**RECORDED DATA:**
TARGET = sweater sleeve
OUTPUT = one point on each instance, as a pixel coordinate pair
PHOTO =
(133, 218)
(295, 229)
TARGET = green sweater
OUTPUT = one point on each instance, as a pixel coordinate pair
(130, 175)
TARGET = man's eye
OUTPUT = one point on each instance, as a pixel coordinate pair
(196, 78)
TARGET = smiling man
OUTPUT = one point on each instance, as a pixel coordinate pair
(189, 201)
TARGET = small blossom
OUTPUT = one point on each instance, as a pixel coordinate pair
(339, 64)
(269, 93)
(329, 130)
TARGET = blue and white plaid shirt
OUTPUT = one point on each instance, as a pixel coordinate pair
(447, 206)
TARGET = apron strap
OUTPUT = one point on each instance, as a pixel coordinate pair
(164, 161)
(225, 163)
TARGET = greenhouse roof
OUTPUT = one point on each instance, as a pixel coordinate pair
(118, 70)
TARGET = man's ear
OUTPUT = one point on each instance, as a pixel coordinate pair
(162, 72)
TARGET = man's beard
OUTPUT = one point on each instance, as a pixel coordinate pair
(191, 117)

--

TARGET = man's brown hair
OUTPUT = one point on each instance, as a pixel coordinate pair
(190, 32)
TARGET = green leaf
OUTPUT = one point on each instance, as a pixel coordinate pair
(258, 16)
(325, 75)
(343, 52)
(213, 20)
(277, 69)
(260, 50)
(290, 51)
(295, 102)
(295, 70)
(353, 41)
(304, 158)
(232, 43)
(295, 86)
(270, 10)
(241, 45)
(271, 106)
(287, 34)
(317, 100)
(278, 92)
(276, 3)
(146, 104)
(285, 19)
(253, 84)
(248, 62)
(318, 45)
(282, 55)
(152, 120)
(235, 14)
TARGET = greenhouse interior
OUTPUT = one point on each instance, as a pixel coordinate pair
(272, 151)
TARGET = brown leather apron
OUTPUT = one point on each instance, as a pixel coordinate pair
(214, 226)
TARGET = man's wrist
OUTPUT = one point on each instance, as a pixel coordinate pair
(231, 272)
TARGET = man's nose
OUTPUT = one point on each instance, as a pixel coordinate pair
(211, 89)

**TASK:** Find and copy every line of the entries above that contains the string "greenhouse", matching case exactly.

**EXERCISE RESPONSE:**
TARGET = greenhouse roof
TARGET = greenhouse interior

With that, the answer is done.